REQUIREMENT - Rewrite the part that opens with the line containing "Question. In the picture above, identify the green" and closes with the line containing "[(830, 965), (763, 1184)]", swapping "artificial turf" for "synthetic grass" and changing nothing else. Return only those lines.

RECORDED INFORMATION -
>>>>

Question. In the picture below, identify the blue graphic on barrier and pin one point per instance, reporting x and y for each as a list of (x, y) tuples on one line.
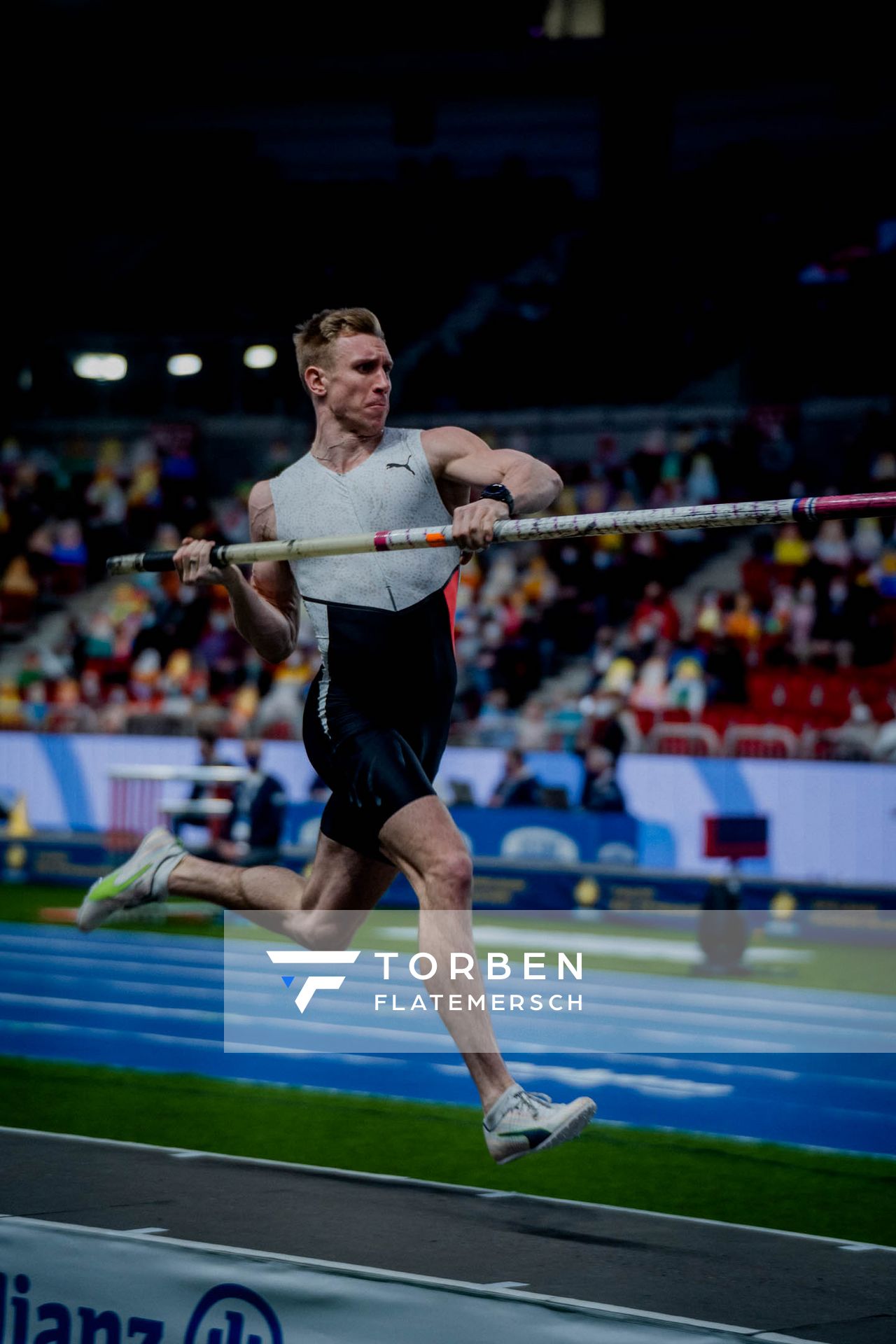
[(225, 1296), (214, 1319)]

<<<<
>>>>

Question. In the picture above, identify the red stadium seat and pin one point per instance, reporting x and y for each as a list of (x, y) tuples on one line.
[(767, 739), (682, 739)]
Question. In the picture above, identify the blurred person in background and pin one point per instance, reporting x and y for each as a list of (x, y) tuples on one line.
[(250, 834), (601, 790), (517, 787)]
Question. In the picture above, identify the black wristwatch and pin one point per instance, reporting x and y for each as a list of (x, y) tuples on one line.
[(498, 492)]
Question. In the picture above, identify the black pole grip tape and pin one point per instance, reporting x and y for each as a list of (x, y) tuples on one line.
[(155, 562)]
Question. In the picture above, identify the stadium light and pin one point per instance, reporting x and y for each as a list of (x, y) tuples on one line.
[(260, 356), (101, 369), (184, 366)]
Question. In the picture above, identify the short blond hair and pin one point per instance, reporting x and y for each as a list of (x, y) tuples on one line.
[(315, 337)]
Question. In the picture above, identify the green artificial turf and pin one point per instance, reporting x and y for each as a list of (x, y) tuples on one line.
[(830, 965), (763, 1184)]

<<<<

CORRECT RESPONSE -
Question. In the picture above, identify the green synthetic grass and pin one point per instance, reporting x and y for each as a list of (x, y) tuples on one line.
[(830, 965), (763, 1184)]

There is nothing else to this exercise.